**Exercise:** Render each line of the listing below as a Markdown table with the columns Row and Line. Number the rows and omit blank lines.
BEGIN Input rows
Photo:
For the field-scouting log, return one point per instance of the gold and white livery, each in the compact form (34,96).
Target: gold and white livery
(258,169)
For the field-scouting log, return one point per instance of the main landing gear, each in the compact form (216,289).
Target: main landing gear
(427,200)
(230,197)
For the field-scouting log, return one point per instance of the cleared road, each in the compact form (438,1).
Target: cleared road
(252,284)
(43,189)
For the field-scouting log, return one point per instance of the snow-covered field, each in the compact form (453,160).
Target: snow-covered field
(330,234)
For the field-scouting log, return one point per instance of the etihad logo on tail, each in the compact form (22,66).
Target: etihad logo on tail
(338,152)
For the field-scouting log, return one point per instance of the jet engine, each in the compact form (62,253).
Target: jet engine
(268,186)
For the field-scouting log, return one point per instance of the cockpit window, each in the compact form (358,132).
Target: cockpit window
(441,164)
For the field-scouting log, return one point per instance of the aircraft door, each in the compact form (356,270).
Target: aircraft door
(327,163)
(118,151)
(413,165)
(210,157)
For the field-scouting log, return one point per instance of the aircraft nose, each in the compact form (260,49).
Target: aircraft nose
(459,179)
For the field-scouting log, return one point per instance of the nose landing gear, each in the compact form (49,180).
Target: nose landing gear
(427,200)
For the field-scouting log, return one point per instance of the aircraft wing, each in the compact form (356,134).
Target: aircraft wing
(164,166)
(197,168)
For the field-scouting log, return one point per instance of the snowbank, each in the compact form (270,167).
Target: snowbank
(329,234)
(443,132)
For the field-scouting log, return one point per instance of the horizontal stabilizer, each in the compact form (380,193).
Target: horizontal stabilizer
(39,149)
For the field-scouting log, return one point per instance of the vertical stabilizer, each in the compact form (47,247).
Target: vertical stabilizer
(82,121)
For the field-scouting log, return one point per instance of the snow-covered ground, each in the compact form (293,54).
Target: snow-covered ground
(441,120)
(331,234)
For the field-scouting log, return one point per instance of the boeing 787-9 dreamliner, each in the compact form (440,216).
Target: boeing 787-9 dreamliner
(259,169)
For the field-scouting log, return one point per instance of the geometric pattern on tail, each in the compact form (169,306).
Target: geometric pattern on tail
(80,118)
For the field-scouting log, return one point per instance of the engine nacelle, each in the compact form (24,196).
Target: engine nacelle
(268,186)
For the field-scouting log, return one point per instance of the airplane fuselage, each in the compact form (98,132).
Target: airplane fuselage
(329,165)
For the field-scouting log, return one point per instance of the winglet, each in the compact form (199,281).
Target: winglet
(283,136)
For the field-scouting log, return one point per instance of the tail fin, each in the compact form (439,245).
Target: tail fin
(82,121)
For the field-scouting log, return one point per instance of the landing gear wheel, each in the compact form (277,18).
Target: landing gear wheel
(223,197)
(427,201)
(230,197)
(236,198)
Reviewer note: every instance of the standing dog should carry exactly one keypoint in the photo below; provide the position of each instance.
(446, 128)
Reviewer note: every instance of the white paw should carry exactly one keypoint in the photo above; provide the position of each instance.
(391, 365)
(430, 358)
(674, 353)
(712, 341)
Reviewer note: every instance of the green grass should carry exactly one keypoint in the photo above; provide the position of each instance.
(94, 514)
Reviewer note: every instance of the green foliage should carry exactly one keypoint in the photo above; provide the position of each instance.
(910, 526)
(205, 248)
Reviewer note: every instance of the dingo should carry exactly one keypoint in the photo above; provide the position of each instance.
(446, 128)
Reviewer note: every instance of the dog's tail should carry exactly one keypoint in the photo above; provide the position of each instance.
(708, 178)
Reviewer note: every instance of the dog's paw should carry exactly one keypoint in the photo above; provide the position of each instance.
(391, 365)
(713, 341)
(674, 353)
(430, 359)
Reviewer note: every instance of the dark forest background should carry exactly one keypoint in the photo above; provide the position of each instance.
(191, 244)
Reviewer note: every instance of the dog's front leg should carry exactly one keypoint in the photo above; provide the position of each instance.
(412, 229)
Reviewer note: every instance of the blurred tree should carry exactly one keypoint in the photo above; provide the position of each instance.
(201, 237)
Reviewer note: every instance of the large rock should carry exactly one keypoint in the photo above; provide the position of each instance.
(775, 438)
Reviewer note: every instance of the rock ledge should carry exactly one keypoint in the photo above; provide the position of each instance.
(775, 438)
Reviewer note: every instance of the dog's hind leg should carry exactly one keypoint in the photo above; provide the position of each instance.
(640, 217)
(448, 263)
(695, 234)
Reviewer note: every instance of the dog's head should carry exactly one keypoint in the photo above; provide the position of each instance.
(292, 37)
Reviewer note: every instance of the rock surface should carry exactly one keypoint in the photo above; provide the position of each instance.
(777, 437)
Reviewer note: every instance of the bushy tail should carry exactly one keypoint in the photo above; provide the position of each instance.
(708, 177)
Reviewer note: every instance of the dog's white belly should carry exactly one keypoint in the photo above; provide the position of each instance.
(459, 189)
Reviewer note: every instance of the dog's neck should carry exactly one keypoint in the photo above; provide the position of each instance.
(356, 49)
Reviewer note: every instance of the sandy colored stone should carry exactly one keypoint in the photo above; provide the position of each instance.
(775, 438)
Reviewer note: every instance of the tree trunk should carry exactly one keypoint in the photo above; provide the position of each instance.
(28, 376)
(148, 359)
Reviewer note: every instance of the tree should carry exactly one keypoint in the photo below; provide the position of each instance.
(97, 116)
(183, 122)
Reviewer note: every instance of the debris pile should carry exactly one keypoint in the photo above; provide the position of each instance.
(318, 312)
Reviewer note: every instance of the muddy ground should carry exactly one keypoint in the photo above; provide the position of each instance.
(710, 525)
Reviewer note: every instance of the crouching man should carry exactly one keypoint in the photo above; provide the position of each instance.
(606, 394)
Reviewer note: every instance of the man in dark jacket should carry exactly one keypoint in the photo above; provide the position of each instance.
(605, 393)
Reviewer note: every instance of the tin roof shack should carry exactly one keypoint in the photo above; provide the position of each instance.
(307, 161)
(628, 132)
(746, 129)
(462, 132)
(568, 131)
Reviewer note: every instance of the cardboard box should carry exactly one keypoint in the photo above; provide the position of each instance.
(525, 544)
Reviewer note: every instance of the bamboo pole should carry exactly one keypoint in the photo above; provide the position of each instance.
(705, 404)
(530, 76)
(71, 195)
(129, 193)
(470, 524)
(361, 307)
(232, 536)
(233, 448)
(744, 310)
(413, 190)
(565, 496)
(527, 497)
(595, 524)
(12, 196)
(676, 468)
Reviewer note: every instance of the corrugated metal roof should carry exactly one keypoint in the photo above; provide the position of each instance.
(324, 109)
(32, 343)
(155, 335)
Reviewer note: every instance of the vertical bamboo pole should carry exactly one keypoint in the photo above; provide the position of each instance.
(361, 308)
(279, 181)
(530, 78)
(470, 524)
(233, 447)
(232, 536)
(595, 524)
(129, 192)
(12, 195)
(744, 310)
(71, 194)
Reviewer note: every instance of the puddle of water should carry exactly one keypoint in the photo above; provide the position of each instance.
END Input rows
**Response:**
| Row | Line |
|---|---|
| 1 | Photo: |
| 2 | For the field-scouting log, return one point per instance of the gold and white livery, each in the compact form (34,96). |
| 3 | Target: gold and white livery |
| 4 | (258,169) |
| 5 | For the field-scouting log, return one point per instance of the main landing gear, each in the compact form (216,289). |
| 6 | Target: main landing gear |
| 7 | (427,200) |
| 8 | (230,197) |
| 9 | For the field-scouting log, return one point per instance of the cleared road, each in the compact form (438,1). |
| 10 | Target: cleared road |
| 11 | (252,284) |
| 12 | (43,189) |
| 13 | For the field-scouting log, return one point per instance of the snow-covered field, each in the compact form (453,160). |
| 14 | Target: snow-covered field |
| 15 | (330,234) |
| 16 | For the field-scouting log, return one point per instance of the etihad logo on tail, each in the compact form (22,66). |
| 17 | Target: etihad logo on tail |
| 18 | (338,152) |
| 19 | For the field-scouting log, return one point per instance of the jet engine, each in the compact form (62,253). |
| 20 | Target: jet engine |
| 21 | (268,186) |
| 22 | For the field-scouting log, return one point per instance of the cockpit window, each in the compact form (358,132). |
| 23 | Target: cockpit window |
| 24 | (441,164) |
| 25 | For the field-scouting log, return one point per instance of the aircraft door, each in the compact form (356,270). |
| 26 | Target: aircraft door |
| 27 | (327,163) |
| 28 | (118,151) |
| 29 | (413,165) |
| 30 | (210,157) |
| 31 | For the field-scouting log, return one point per instance of the aircraft nose, each in the compact form (260,49). |
| 32 | Target: aircraft nose |
| 33 | (459,179) |
| 34 | For the field-scouting log, return one point per instance of the nose landing gear, each in the compact form (49,180). |
| 35 | Target: nose landing gear |
| 36 | (427,200) |
| 37 | For the field-scouting log, return one point per instance of the aircraft wing, each in the compact form (356,134). |
| 38 | Target: aircraft wing |
| 39 | (164,166) |
| 40 | (197,168) |
| 41 | For the field-scouting log, return one point per instance of the snowbank, each in the compact form (270,167). |
| 42 | Target: snowbank |
| 43 | (329,234) |
| 44 | (443,132) |
| 45 | For the field-scouting log, return one point per instance of the horizontal stabilizer, each in the compact form (380,193). |
| 46 | Target: horizontal stabilizer |
| 47 | (39,149) |
| 48 | For the field-scouting log, return one point per instance of the vertical stabilizer, each in the compact form (47,247). |
| 49 | Target: vertical stabilizer |
| 50 | (82,121) |
| 51 | For the field-scouting log, return one point per instance of the snow-covered ground, each in the compact form (293,54). |
| 52 | Target: snow-covered ground |
| 53 | (441,120) |
| 54 | (331,234) |
| 55 | For the field-scouting log, return one point per instance of the boeing 787-9 dreamliner, each in the compact form (440,216). |
| 56 | Target: boeing 787-9 dreamliner |
| 57 | (259,169) |
| 58 | For the field-scouting log, return one point per instance of the geometric pattern on tail, each in the compact form (169,306). |
| 59 | Target: geometric pattern on tail |
| 60 | (80,118) |
| 61 | For the field-scouting log, return one point per instance of the engine nacelle, each in the compact form (24,196). |
| 62 | Target: engine nacelle |
| 63 | (268,186) |
| 64 | For the field-scouting log, return one point per instance of the airplane fuselage, each in the compact form (98,132). |
| 65 | Target: airplane fuselage |
| 66 | (329,165) |
| 67 | For the field-scouting log, return one point per instance of the winglet, each in the compact form (199,281). |
| 68 | Target: winglet |
| 69 | (283,136) |
| 70 | For the field-scouting log, return one point per instance of the tail fin, each in the compact form (439,245). |
| 71 | Target: tail fin |
| 72 | (82,121) |
| 73 | For the field-scouting log, return one point per instance of the landing gear wheel, each in the compact form (277,18). |
| 74 | Target: landing gear wheel |
| 75 | (223,197) |
| 76 | (427,201) |
| 77 | (230,197) |
| 78 | (236,198) |
| 79 | Reviewer note: every instance of the standing dog should carry exactly one keypoint in the photo below; provide the position of each instance. |
| 80 | (446, 128) |
| 81 | Reviewer note: every instance of the white paw should carry exactly one keypoint in the photo above; provide the position of each instance. |
| 82 | (391, 365) |
| 83 | (430, 358) |
| 84 | (674, 353) |
| 85 | (712, 341) |
| 86 | Reviewer note: every instance of the green grass should carry exactly one keypoint in the photo above; provide the position of each instance. |
| 87 | (94, 514) |
| 88 | Reviewer note: every instance of the green foliage should carry exactly one keypoint in the photo above; provide the position of each instance. |
| 89 | (910, 526) |
| 90 | (205, 248) |
| 91 | Reviewer note: every instance of the dingo should carry exactly one keypoint in the photo above; provide the position of each instance. |
| 92 | (446, 128) |
| 93 | Reviewer note: every instance of the dog's tail should carry exactly one keypoint in the photo above; provide the position of each instance. |
| 94 | (708, 178) |
| 95 | Reviewer note: every instance of the dog's paw should carry exactly one keypoint in the photo above; provide the position of each instance. |
| 96 | (391, 365) |
| 97 | (713, 341) |
| 98 | (674, 353) |
| 99 | (430, 359) |
| 100 | Reviewer note: every instance of the dark forest background should carry exactly one keypoint in the photo above; provide the position of each instance. |
| 101 | (191, 244) |
| 102 | Reviewer note: every instance of the dog's front leg should carry exactly one keypoint in the photo above; provide the position of each instance. |
| 103 | (412, 229) |
| 104 | Reviewer note: every instance of the blurred tree should carry exactly one keypoint in the photo above; provide the position of each instance. |
| 105 | (201, 237) |
| 106 | Reviewer note: every instance of the large rock should carry exactly one keypoint in the photo above; provide the position of each instance. |
| 107 | (775, 438) |
| 108 | Reviewer note: every instance of the rock ledge should carry exactly one keypoint in the photo above; provide the position of each instance. |
| 109 | (775, 438) |
| 110 | Reviewer note: every instance of the dog's hind leg should carry exactly one keypoint in the photo above; provide the position of each instance. |
| 111 | (640, 217) |
| 112 | (448, 263) |
| 113 | (695, 234) |
| 114 | Reviewer note: every instance of the dog's head should carry exactly one keypoint in the photo above; provide the position of each instance. |
| 115 | (292, 37) |
| 116 | Reviewer note: every instance of the rock surface should carry exactly one keypoint in the photo above; provide the position of each instance. |
| 117 | (777, 437) |
| 118 | Reviewer note: every instance of the bushy tail should carry exactly one keypoint in the photo above; provide the position of each instance. |
| 119 | (708, 177) |
| 120 | Reviewer note: every instance of the dog's white belly should carry exactly one keypoint in the photo above; provide the position of each instance. |
| 121 | (459, 189) |
| 122 | Reviewer note: every instance of the dog's neck should carry exactly one keypoint in the photo above; provide the position of each instance. |
| 123 | (356, 49) |
| 124 | Reviewer note: every instance of the sandy colored stone should carry exactly one keypoint in the photo above; provide the position of each instance. |
| 125 | (775, 438) |
| 126 | Reviewer note: every instance of the tree trunk should carry exactly one keypoint in the photo above; provide the position of each instance. |
| 127 | (28, 376) |
| 128 | (148, 359) |
| 129 | Reviewer note: every instance of the tree should carry exactly one keypoint in the photo below; provide the position of each instance. |
| 130 | (97, 116) |
| 131 | (183, 122) |
| 132 | Reviewer note: every instance of the debris pile should carry exactly one keypoint in the photo above; provide the position of each instance. |
| 133 | (318, 312) |
| 134 | Reviewer note: every instance of the muddy ground should carry exactly one keypoint in the photo above; provide the position of each instance. |
| 135 | (710, 525) |
| 136 | Reviewer note: every instance of the crouching man should carry exactly one keypoint in the photo above; provide the position of each instance. |
| 137 | (606, 394) |
| 138 | Reviewer note: every instance of the man in dark jacket should carry exactly one keypoint in the photo above; provide the position of each instance. |
| 139 | (605, 393) |
| 140 | Reviewer note: every instance of the tin roof shack should carry exactly one keypoint in the photo above; provide the position of each instance. |
| 141 | (307, 161) |
| 142 | (628, 132) |
| 143 | (746, 129) |
| 144 | (462, 132) |
| 145 | (568, 131) |
| 146 | Reviewer note: every instance of the cardboard box should carry exactly one keypoint in the photo above; provide the position of each instance. |
| 147 | (525, 544) |
| 148 | Reviewer note: every instance of the bamboo pole should carry exactly one keypoint in the photo above; provide the position of each instance. |
| 149 | (705, 404) |
| 150 | (530, 76) |
| 151 | (71, 195) |
| 152 | (129, 193) |
| 153 | (470, 524) |
| 154 | (361, 307) |
| 155 | (232, 536) |
| 156 | (233, 448) |
| 157 | (744, 310) |
| 158 | (413, 190) |
| 159 | (565, 496) |
| 160 | (527, 497) |
| 161 | (595, 524) |
| 162 | (12, 196) |
| 163 | (676, 468) |
| 164 | Reviewer note: every instance of the corrugated metal roof should carry exactly one keypoint in the photo above; provide the position of each instance. |
| 165 | (324, 109) |
| 166 | (32, 343) |
| 167 | (155, 335) |
| 168 | Reviewer note: every instance of the vertical bamboo pole should carry exactly one keypoint in the photo above; provide the position of each instance. |
| 169 | (361, 308) |
| 170 | (279, 181) |
| 171 | (530, 78) |
| 172 | (470, 524) |
| 173 | (233, 447) |
| 174 | (232, 536) |
| 175 | (595, 524) |
| 176 | (129, 192) |
| 177 | (12, 195) |
| 178 | (744, 310) |
| 179 | (71, 194) |
| 180 | Reviewer note: every instance of the puddle of water should carry exactly one keypoint in the photo above; provide the position of each instance. |